Explore the material:
- a) Answer these about the journal entry about a racing mind:
(i) What date heads the entry?
(ii) Whose next MRI is the writer thinking about?
(iii) Where is the writer's brother leaving for?
- b) Extend the journal entry about a racing mind from the point where it stops.

Tuesday, July 1, 2014

Noting in particular

My mind has ran circles all day, I mean seriously I should be at goal weight as much as my brain ran if it burned calories.
I go from thinking about weight loss, what to eat for next meal, what do I feed my family?, should I fold laundry, let's balance the check book (again mind you), Aidan and his next MRI, how will I take time for that, I need to figure out hospital bills, how do I feel about Darren going back to college, whys of past friendships, my brother leaving for Detroit and so on. I seriously could go on for days, this is just the tip of the iceberg.

Information supplied:
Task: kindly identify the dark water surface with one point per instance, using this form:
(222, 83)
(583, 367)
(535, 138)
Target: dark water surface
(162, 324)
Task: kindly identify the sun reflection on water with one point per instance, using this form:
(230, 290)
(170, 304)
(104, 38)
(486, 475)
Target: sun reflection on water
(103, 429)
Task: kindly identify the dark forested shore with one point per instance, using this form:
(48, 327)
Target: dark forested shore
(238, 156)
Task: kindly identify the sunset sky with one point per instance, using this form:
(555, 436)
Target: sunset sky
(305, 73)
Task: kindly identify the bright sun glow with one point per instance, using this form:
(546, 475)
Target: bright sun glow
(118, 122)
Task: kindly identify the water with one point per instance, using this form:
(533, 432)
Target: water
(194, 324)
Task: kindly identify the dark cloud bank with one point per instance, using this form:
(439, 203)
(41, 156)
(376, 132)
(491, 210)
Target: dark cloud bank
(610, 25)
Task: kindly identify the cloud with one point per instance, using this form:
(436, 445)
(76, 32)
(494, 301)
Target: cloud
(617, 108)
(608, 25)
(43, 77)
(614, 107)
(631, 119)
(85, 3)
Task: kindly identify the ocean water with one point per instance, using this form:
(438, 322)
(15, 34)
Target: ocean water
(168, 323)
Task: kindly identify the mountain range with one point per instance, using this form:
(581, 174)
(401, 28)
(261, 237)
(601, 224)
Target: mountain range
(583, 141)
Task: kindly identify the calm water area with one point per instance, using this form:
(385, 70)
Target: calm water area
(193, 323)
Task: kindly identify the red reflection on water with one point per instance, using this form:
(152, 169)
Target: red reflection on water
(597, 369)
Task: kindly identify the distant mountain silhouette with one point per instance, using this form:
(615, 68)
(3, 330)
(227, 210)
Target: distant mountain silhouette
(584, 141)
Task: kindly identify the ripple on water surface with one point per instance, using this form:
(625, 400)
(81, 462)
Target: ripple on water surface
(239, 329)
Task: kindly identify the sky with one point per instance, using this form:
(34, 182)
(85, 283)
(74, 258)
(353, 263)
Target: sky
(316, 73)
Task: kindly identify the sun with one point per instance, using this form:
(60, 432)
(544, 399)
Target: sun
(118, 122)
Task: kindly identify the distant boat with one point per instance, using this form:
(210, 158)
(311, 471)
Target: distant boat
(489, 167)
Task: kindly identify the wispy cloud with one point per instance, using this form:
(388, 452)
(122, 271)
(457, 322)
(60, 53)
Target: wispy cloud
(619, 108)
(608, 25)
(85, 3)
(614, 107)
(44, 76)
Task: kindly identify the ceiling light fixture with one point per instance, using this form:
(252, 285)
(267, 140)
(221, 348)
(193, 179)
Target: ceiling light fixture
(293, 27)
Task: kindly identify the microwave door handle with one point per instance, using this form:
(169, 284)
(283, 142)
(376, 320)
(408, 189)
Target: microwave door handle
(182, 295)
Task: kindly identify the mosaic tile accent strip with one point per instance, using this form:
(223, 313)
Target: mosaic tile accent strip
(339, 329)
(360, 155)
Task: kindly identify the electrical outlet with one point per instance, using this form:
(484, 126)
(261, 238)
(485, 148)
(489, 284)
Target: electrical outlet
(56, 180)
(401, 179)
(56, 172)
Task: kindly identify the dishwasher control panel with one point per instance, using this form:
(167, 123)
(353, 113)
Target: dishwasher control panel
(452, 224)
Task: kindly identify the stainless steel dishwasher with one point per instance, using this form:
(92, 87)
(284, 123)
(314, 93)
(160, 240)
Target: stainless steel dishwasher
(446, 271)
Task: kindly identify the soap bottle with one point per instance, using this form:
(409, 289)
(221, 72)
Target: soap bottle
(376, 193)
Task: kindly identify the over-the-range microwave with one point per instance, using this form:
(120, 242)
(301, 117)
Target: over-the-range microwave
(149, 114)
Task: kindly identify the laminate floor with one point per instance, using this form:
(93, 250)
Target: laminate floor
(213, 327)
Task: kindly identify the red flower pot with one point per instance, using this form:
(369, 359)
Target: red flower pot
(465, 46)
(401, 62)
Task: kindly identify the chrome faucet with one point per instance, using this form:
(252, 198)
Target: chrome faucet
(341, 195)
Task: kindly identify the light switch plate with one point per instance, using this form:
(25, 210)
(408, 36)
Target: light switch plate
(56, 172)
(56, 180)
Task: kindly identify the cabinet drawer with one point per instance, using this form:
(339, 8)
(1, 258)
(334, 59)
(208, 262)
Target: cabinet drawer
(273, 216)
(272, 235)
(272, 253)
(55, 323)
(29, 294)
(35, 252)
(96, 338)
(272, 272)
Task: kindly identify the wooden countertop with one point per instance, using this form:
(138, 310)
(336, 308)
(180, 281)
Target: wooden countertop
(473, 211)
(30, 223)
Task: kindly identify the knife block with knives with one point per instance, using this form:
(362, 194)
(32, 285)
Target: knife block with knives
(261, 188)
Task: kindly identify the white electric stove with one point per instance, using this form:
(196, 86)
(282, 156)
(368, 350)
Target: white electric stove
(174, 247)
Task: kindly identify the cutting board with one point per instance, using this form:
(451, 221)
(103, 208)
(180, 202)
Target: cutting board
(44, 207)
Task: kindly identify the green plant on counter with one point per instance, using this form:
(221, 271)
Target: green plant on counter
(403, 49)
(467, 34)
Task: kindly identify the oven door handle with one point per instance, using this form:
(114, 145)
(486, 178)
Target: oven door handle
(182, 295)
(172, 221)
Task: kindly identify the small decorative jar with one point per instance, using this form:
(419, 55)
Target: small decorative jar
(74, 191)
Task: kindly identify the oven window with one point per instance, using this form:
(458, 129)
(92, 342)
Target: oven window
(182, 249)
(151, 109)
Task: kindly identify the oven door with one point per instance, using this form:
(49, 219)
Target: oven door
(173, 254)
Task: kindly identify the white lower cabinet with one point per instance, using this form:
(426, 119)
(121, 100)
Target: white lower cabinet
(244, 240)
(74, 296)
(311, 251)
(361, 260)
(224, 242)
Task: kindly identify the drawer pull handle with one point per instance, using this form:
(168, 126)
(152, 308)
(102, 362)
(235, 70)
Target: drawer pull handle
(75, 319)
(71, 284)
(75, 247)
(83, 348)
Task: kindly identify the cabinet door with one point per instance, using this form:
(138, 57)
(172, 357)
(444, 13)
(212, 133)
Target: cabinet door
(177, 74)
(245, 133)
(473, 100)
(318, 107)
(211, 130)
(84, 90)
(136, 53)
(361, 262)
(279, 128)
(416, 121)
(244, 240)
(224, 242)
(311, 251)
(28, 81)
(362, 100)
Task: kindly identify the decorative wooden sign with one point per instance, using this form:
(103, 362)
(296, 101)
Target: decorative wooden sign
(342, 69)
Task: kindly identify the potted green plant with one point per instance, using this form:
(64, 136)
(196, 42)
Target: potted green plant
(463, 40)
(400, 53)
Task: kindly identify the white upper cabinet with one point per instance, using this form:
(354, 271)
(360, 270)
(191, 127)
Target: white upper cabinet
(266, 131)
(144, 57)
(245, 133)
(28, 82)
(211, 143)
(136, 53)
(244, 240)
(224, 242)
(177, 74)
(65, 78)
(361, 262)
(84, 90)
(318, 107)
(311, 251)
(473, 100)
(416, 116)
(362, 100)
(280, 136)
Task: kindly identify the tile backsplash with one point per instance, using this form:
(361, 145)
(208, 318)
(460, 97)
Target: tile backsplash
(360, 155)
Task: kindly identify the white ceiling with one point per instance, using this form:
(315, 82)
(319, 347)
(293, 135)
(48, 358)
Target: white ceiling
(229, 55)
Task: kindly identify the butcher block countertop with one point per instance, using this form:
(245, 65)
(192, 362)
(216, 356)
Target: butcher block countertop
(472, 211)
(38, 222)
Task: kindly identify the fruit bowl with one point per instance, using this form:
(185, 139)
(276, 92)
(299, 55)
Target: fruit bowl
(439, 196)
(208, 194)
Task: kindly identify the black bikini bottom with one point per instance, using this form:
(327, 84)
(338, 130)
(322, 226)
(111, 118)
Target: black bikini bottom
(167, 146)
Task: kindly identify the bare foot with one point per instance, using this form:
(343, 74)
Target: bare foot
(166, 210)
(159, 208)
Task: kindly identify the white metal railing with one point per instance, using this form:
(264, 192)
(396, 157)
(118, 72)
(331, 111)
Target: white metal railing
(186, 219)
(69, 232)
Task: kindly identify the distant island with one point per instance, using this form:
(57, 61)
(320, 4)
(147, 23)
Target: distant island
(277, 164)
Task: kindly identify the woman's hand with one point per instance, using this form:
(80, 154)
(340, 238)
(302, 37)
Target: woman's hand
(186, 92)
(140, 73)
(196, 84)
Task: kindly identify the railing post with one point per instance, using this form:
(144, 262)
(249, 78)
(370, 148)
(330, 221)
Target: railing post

Expected results:
- a)
(i) Tuesday, July 1, 2014
(ii) Aidan's
(iii) Detroit

- b)
I started this blog to ramble on a web page, sometimes just writing it out is helpful, I can't explain it. When I was told I was bi-polar I felt like it was a sentence given to me to bear. It was sad and I cried a lot trying to work through this. I have come a long way since then, but it's not easy for me all the time to put a smile on. When my mind runs like this...even someone's casual conversation with me is irritating. You are interrupting my thoughts and I am trying to control things in my head. My kids sometimes are at the wrath of this, I am trying so hard to "hear myself" that I don't want to hear anything else. It's an exhausting feeling, frustrating and exhausting.
Meds, psychiatrist and psychologist are helpful, but so is this.